İşlenecek kayıtlar:
· · · · · · ·

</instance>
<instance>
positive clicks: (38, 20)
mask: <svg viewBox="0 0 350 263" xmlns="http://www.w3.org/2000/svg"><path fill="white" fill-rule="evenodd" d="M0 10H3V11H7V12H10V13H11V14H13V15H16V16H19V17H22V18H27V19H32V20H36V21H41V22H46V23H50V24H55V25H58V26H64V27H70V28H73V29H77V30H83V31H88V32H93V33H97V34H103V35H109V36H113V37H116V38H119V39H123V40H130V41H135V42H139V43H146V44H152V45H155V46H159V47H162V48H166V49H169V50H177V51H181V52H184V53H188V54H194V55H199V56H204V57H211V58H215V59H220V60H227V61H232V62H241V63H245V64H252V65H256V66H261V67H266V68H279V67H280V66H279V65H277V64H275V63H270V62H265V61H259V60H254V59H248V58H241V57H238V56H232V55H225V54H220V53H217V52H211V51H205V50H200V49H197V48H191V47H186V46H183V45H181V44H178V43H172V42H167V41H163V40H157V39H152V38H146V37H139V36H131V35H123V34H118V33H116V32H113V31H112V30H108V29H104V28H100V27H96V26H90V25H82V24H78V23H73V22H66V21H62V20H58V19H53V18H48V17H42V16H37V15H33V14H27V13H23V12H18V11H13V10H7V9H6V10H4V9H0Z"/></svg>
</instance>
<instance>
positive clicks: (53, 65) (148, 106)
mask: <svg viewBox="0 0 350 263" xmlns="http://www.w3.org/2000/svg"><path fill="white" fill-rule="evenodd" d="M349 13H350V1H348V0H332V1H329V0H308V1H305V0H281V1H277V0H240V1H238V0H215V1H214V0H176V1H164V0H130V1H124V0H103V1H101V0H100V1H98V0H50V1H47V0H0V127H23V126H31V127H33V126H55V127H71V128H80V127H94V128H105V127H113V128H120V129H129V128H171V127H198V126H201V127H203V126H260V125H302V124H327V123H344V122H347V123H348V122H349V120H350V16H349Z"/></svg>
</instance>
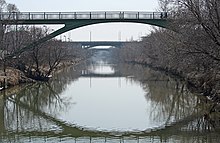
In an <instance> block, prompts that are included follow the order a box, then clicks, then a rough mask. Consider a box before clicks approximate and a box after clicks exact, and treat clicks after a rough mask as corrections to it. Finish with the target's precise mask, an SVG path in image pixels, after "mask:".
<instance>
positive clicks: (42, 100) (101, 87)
mask: <svg viewBox="0 0 220 143" xmlns="http://www.w3.org/2000/svg"><path fill="white" fill-rule="evenodd" d="M106 54H107V55H108V53H105V52H99V53H97V55H96V56H94V57H93V58H92V62H91V63H90V64H85V65H80V66H78V67H76V68H73V67H69V68H66V69H64V70H63V71H62V72H60V73H59V74H56V75H55V76H54V77H53V79H52V80H51V81H50V82H49V83H36V84H31V85H30V84H28V85H22V86H20V87H17V88H12V89H10V90H8V91H6V92H2V93H1V95H0V142H34V143H35V142H36V143H38V142H77V143H78V142H85V143H87V142H94V143H97V142H109V143H112V142H113V143H114V142H115V143H118V142H125V143H127V142H128V143H141V142H143V143H145V142H156V143H157V142H170V143H176V142H183V143H185V142H190V143H191V142H196V143H197V142H201V143H204V142H210V143H215V142H216V143H217V142H218V141H219V139H220V137H219V134H220V132H219V129H218V128H217V127H218V124H217V122H213V121H212V120H211V119H210V120H206V119H204V114H205V113H207V112H208V111H209V110H210V108H211V107H212V104H208V103H207V104H204V100H203V99H201V98H200V97H197V96H196V95H194V94H192V93H190V92H189V91H188V90H187V89H186V87H185V84H184V83H183V82H181V81H179V80H178V79H174V78H171V77H168V76H166V75H164V74H163V73H160V72H156V71H153V70H151V69H149V68H146V67H142V66H140V65H128V64H120V65H118V64H110V63H109V61H108V59H106ZM213 116H217V115H213Z"/></svg>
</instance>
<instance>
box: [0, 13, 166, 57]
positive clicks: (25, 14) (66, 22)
mask: <svg viewBox="0 0 220 143" xmlns="http://www.w3.org/2000/svg"><path fill="white" fill-rule="evenodd" d="M169 17H170V14H168V13H166V12H135V11H133V12H129V11H108V12H105V11H104V12H102V11H99V12H12V13H7V12H2V13H0V23H1V24H11V25H33V24H64V27H62V28H60V29H58V30H56V31H54V32H52V33H51V34H49V35H47V36H45V37H43V38H41V39H39V40H38V41H35V42H33V43H31V44H30V45H27V46H26V47H24V48H22V49H21V50H20V51H17V52H16V53H15V55H17V54H20V53H22V52H23V51H25V50H27V49H31V48H32V47H34V46H37V45H39V44H41V43H43V42H45V41H47V40H49V39H52V38H54V37H56V36H58V35H60V34H62V33H65V32H67V31H70V30H73V29H76V28H79V27H83V26H87V25H92V24H98V23H109V22H132V23H142V24H149V25H154V26H158V27H163V28H166V27H167V25H168V20H167V18H169Z"/></svg>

· · · · · · ·

Görevin amacı: Yukarıdaki kayıtlarda "positive" dizesini içeren satırları büyük-küçük harf ayrımını gözeterek say ve yalnızca bu sayıyı yaz.

Tamamlanan görev: 4